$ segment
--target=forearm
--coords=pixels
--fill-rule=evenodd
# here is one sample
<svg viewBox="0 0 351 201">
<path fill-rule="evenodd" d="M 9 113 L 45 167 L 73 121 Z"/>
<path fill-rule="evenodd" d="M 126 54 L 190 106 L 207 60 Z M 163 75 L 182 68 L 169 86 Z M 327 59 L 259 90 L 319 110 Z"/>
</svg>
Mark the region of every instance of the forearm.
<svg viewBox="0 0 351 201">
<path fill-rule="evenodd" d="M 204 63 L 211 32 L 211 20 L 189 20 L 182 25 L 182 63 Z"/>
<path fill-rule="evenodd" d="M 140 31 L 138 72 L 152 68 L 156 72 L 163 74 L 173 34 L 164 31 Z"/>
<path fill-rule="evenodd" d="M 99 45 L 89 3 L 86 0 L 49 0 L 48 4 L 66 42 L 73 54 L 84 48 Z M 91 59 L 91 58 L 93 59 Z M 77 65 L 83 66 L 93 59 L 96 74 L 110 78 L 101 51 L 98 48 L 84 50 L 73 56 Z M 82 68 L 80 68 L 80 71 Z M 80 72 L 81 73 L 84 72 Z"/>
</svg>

......

— SET PROBLEM —
Rewrite the data above, replacing every "forearm" with "elbow" and leaving the rest unchanged.

— RESPONSE FOR THIS EXERCISE —
$ segment
--target=elbow
--coords=pixels
--fill-rule=evenodd
# here is one sample
<svg viewBox="0 0 351 201">
<path fill-rule="evenodd" d="M 9 113 L 45 167 L 73 121 Z"/>
<path fill-rule="evenodd" d="M 126 54 L 190 106 L 207 60 Z M 163 75 L 182 68 L 169 86 Z M 327 59 L 259 90 L 319 110 Z"/>
</svg>
Mark the region of every instance of the elbow.
<svg viewBox="0 0 351 201">
<path fill-rule="evenodd" d="M 204 63 L 211 32 L 211 20 L 189 20 L 182 25 L 182 63 Z"/>
<path fill-rule="evenodd" d="M 140 31 L 138 72 L 152 68 L 156 72 L 163 74 L 173 34 L 164 31 Z"/>
<path fill-rule="evenodd" d="M 99 45 L 89 3 L 86 0 L 49 0 L 48 4 L 66 42 L 73 54 L 84 48 Z M 91 59 L 91 58 L 93 59 Z M 77 65 L 83 66 L 93 59 L 96 74 L 110 78 L 101 51 L 98 48 L 84 50 L 73 56 Z M 82 68 L 80 68 L 80 71 Z M 80 72 L 81 73 L 84 72 Z"/>
</svg>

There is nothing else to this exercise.